→ Task directions
Can you quote the lines below exactly, starting at the line with "result: one JSON" and going through the last one?

(Stored entries)
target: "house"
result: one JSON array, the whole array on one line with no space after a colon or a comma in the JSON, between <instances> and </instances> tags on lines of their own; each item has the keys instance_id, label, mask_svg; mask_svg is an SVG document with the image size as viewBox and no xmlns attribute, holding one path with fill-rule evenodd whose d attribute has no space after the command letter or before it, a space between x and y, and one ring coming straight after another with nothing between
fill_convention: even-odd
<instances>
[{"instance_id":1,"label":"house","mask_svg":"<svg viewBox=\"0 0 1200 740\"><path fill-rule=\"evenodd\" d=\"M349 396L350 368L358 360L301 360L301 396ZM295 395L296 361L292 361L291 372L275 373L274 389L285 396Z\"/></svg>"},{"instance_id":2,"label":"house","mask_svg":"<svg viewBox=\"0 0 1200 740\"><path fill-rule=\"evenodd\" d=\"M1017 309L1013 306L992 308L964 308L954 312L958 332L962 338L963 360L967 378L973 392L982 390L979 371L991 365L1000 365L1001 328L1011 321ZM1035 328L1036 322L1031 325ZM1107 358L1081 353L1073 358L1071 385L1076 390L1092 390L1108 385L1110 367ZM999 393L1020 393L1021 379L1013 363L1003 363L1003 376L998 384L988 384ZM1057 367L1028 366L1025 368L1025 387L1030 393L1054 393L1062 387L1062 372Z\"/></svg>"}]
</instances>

→ Task answer
result: one JSON array, the whole array on one line with no space after a colon or a comma in the JSON, between <instances> and </instances> tags on lines of their own; each item has the keys instance_id, label, mask_svg; mask_svg is an SVG document with the image size as viewBox and no xmlns attribute, holding one path with fill-rule evenodd whose d attribute has no space after the command letter or before it, a space between x and y, and one ring coming straight after another with nothing between
fill_convention: even-odd
<instances>
[{"instance_id":1,"label":"house","mask_svg":"<svg viewBox=\"0 0 1200 740\"><path fill-rule=\"evenodd\" d=\"M349 396L350 368L358 360L301 360L301 396ZM295 395L296 361L292 361L291 372L275 373L274 389L285 396Z\"/></svg>"},{"instance_id":2,"label":"house","mask_svg":"<svg viewBox=\"0 0 1200 740\"><path fill-rule=\"evenodd\" d=\"M1017 309L1013 306L992 308L964 308L954 312L958 332L962 338L963 360L967 378L973 392L982 390L979 371L991 365L1000 365L1001 328L1011 321ZM1035 328L1036 322L1031 325ZM1107 358L1081 353L1073 358L1071 385L1076 390L1092 390L1108 385L1110 367ZM999 393L1020 393L1021 379L1013 363L1003 363L1003 376L998 384L988 384ZM1057 367L1028 366L1025 368L1025 387L1030 393L1054 393L1062 387L1062 372Z\"/></svg>"}]
</instances>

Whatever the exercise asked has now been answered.